What needs to be done |
Show each line from the entries below that contains the word "lens", copied in full.

Data provided |
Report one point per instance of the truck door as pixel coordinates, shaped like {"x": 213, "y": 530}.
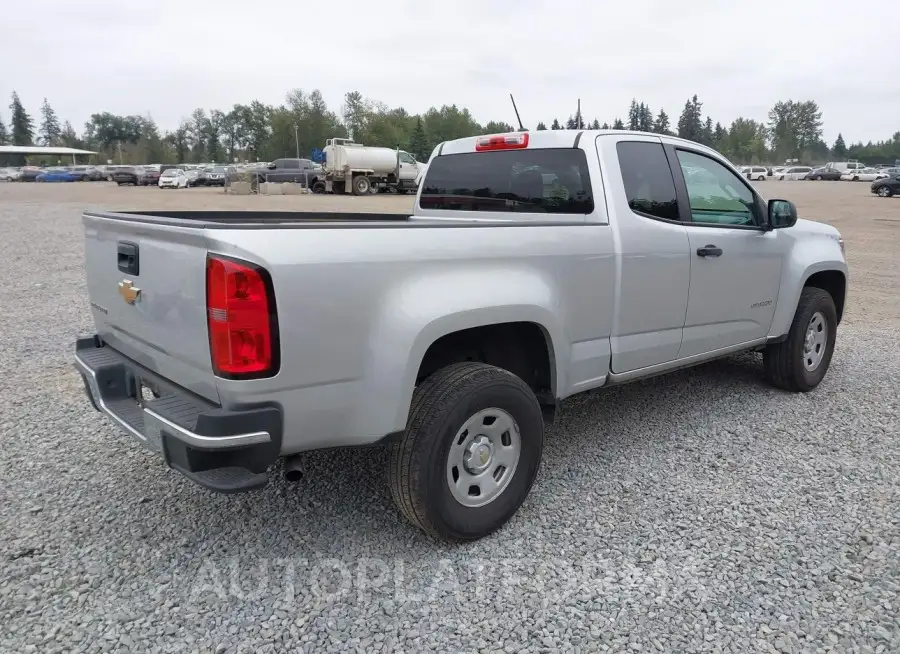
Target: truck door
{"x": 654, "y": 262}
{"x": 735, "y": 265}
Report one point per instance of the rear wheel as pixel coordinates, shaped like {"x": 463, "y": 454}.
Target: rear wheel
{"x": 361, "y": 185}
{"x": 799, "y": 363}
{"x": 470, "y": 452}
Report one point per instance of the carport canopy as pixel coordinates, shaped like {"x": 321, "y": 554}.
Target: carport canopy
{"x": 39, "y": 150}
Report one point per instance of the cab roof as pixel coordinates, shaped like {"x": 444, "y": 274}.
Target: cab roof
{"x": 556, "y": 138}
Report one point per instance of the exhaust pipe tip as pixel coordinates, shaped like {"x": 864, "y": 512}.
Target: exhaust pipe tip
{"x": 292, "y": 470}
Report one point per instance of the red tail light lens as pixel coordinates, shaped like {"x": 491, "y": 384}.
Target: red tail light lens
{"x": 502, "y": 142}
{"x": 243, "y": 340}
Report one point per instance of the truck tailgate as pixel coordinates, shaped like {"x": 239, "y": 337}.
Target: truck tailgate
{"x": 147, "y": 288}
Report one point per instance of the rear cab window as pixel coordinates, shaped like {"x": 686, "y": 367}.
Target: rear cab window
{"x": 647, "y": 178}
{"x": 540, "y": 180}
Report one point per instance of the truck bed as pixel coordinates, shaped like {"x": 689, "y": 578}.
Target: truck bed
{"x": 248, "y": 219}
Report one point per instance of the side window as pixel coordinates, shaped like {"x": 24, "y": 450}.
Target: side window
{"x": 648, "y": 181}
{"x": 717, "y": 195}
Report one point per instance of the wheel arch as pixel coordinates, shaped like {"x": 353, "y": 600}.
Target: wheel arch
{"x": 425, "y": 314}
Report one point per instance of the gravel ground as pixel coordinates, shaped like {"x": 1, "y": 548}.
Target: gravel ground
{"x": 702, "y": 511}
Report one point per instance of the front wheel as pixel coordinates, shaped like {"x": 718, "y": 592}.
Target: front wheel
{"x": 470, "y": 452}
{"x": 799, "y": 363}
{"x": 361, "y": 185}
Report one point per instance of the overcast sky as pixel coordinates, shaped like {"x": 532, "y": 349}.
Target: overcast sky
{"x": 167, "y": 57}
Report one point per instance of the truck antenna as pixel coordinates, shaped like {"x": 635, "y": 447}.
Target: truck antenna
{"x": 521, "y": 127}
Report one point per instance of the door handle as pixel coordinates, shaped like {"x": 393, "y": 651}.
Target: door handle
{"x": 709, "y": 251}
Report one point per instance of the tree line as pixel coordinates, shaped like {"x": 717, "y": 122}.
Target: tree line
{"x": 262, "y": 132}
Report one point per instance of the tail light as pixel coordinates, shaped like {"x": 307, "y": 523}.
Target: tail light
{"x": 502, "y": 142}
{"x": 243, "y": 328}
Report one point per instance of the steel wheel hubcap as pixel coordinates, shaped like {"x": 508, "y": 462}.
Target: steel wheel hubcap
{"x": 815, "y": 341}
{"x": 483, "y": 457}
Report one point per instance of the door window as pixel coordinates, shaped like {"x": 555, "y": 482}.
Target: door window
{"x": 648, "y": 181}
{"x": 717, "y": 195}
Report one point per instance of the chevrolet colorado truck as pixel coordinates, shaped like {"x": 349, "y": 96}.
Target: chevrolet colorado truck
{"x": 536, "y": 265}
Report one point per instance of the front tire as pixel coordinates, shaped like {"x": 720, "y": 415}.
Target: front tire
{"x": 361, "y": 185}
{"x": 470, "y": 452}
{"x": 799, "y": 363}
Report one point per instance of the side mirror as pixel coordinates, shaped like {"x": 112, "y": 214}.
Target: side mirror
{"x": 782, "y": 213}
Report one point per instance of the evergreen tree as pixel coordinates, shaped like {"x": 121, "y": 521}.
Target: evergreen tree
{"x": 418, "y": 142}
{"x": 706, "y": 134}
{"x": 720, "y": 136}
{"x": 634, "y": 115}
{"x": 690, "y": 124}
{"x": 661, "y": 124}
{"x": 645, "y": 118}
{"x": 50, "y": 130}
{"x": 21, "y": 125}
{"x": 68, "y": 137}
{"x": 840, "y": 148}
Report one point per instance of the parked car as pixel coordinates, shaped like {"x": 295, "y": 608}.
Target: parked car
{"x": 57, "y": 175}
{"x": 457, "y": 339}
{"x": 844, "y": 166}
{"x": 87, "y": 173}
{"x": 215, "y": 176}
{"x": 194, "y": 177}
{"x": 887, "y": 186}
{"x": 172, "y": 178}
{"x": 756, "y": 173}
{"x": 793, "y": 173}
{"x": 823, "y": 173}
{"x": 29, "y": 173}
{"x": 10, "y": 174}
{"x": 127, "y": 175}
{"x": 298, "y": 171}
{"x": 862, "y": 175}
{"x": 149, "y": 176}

---

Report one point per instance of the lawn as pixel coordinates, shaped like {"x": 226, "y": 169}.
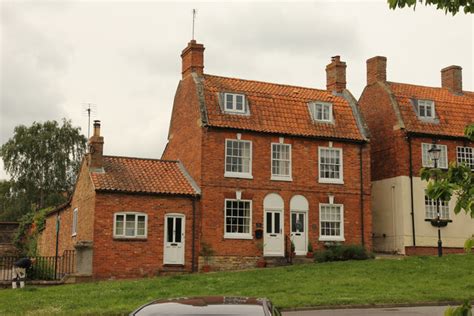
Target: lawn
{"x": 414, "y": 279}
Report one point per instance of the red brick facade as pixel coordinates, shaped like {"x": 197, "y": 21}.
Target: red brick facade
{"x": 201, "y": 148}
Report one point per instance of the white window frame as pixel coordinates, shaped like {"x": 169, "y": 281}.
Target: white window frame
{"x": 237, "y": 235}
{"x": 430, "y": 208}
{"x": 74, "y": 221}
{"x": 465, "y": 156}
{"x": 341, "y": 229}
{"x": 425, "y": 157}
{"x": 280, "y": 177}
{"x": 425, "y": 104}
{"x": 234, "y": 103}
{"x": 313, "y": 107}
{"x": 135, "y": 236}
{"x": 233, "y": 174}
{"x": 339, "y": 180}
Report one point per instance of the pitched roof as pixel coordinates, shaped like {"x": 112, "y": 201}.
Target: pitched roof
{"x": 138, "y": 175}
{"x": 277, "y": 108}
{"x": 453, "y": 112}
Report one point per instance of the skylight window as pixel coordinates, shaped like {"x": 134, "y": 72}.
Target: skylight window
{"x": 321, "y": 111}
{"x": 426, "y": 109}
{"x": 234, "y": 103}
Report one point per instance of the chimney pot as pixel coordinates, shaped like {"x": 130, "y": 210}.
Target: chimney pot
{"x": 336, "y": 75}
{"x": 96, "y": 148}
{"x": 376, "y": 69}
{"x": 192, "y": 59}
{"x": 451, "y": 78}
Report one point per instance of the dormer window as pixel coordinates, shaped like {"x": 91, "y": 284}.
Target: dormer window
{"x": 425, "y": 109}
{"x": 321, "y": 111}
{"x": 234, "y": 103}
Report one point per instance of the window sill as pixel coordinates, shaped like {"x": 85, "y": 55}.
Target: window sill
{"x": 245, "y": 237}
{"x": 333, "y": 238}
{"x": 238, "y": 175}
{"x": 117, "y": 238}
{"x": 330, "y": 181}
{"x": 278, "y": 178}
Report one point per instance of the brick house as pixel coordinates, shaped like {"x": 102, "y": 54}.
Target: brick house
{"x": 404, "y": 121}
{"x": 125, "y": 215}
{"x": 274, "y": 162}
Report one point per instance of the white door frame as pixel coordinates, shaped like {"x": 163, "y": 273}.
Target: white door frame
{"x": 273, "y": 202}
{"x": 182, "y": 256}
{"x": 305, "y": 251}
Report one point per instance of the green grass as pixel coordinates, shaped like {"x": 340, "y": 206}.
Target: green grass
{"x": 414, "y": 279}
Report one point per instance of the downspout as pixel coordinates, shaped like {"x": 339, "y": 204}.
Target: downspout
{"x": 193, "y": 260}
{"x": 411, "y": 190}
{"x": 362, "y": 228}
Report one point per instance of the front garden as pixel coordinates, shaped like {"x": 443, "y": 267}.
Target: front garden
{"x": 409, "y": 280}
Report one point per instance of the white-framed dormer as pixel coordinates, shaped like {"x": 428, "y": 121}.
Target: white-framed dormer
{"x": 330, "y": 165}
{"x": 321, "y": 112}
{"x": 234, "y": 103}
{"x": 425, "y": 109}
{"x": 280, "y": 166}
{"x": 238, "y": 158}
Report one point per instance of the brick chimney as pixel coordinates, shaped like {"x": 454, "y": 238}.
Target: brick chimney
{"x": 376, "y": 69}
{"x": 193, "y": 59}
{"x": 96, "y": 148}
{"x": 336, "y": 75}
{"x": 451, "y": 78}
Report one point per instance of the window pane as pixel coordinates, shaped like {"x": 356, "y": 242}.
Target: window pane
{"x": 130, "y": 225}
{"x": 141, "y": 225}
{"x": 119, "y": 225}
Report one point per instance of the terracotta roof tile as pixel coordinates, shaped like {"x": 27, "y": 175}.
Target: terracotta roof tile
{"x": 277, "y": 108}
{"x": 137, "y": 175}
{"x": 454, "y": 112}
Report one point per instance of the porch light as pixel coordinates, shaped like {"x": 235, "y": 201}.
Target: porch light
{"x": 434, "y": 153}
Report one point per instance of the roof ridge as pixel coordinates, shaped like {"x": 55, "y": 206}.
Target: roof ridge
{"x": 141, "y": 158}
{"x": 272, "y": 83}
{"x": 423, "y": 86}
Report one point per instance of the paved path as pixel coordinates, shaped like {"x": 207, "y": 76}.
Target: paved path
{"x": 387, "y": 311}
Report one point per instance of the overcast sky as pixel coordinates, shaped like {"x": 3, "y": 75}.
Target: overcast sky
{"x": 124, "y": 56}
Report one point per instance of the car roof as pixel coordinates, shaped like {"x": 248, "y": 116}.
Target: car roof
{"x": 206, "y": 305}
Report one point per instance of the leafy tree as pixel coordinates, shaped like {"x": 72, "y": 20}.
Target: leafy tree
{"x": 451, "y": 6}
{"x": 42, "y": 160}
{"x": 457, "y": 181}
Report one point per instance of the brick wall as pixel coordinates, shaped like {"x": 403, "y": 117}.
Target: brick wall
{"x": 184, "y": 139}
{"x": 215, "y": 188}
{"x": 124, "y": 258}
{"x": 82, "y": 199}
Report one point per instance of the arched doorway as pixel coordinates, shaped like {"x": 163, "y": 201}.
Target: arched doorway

Answer for this exercise |
Report one point per instance of the red tail light lens as pixel coordinates, shaped like {"x": 491, "y": 384}.
Target: red tail light lens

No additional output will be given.